Given passage:
The North Carolina Monument is a North Carolina memorial of the American Civil War commemorating the 32 Carolina regiments in action at the Battle of Gettysburg. The monument is a public artwork by American sculptor Gutzon Borglum located on Seminary Ridge, West Confederate Avenue, in the Gettysburg National Military Park.

==Description==
Surrounded by dogwood trees (the North Carolina state flower), the monument features figures of North Carolina infantrymen advancing during Pickett's Charge, where fifteen infantry regiments from North Carolina participated and suffered heavy casualties. One man kneels injured on the ground, pointing towards the enemy with his proper left hand while two men wield guns and look forward. A fourth man holds a flag in both hands as he glances forward. The sculpture is signed "Gutzon Borglum 1929 (illegible) AKUNST FDY NYC". The back of the base is inscribed: "NORTH CAROLINA".

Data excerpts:
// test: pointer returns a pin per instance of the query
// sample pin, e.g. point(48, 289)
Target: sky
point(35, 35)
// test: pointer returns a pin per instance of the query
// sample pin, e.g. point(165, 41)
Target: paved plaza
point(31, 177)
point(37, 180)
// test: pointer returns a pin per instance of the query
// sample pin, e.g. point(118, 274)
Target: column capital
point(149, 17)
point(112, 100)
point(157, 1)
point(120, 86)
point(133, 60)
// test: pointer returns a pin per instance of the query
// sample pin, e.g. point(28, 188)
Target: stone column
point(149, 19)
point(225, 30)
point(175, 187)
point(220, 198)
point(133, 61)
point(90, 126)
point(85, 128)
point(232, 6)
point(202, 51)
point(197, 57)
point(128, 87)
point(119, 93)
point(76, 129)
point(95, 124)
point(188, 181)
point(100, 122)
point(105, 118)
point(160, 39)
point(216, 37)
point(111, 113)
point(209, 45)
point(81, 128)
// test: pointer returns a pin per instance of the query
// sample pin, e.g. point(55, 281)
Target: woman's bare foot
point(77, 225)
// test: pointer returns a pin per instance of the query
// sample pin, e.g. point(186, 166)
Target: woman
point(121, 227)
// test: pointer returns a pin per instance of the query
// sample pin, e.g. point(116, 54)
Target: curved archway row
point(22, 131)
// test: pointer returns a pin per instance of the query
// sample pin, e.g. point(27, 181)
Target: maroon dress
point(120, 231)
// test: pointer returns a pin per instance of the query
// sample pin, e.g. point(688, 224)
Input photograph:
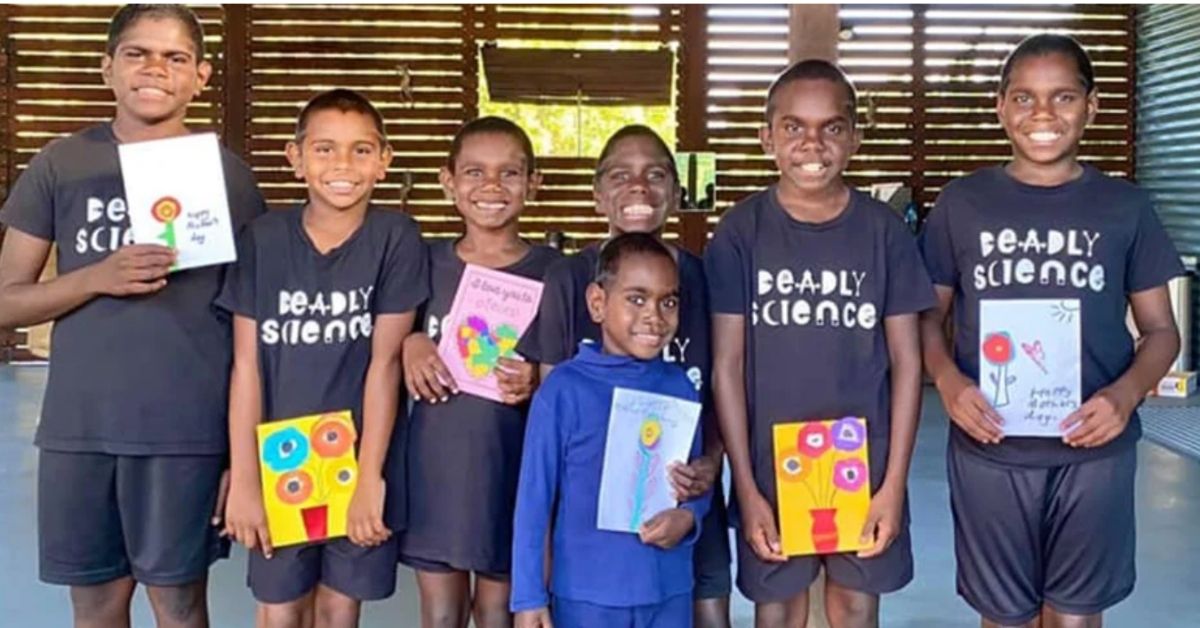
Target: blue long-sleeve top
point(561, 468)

* * *

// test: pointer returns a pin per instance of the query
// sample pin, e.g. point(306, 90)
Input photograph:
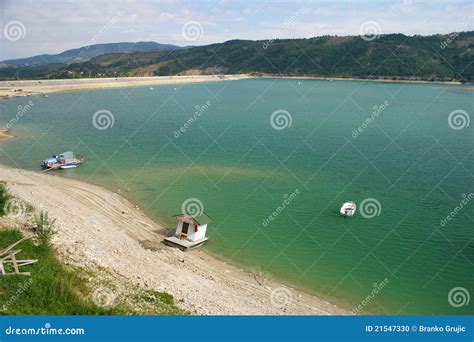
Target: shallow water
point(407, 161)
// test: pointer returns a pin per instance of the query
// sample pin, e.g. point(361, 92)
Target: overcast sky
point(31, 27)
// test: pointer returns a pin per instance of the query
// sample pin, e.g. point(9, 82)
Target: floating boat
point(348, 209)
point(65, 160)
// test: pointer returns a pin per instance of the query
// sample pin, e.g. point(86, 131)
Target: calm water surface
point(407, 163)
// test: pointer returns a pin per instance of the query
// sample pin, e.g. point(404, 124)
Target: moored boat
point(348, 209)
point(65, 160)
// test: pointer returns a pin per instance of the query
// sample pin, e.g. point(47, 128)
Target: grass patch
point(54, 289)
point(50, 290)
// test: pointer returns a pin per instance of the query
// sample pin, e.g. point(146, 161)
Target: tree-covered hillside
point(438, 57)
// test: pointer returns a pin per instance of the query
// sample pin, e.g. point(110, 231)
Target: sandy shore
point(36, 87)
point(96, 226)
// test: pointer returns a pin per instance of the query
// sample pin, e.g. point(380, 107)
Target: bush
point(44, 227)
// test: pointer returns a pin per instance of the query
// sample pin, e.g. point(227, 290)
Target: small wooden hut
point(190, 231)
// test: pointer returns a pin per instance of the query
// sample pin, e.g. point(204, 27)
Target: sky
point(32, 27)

==

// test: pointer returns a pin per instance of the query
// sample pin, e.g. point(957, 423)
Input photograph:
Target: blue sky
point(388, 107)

Questions on the material:
**a)** Give the stretch from "The North Carolina Monument" through "National Military Park." in the passage on the North Carolina Monument, substituting "public sculpture" for "public artwork".
**b)** Proceed with the passage on the North Carolina Monument, beginning right after its final sentence.

Responses per task:
**a)**
The North Carolina Monument is a North Carolina memorial of the American Civil War commemorating the 32 Carolina regiments in action at the Battle of Gettysburg. The monument is a public sculpture by American sculptor Gutzon Borglum located on Seminary Ridge, West Confederate Avenue, in the Gettysburg National Military Park.

**b)**
==History==
A 1913 North Carolina commission of Civil War veterans presented a monument proposal after visiting the Gettysburg Battlefield, and after World War I, the North Carolina United Daughters of the Confederacy and Governor Angus McLean continued the planning in 1927. with a commission visiting the battlefield on September 28, 1926. North Carolina appropriated $50,000 to purchase and landscape the site and to commission Gutzon Borglum, who was approached while working on Mount Rushmore. Borglum designed the monument in Texas and posed the Confederate flag designer (Orren Smith) as the flag bearer, while the other soldiers were sculpted from photographs of posed Confederate soldiers. Postponed from May 1929, the US Navy and 6th Field Artillery bands played at the monument's dedicationon July 3, 1929. By 1949, a glass-faced display at the site, and a wooden marker for the site was cut down by vandals in 1954. President Kennedy left his car to visit the monument in April 1963 prior to the rededication on the 100th anniversary. After a 1985 restoration required lifting by helicopter for shipment to Cincinnati, a fence was added in 1993; and after the 1995 Smithsonian's Save Outdoor Sculpture! survey reported the sculpture needed treatment, the monument was rehabilitated in 1999.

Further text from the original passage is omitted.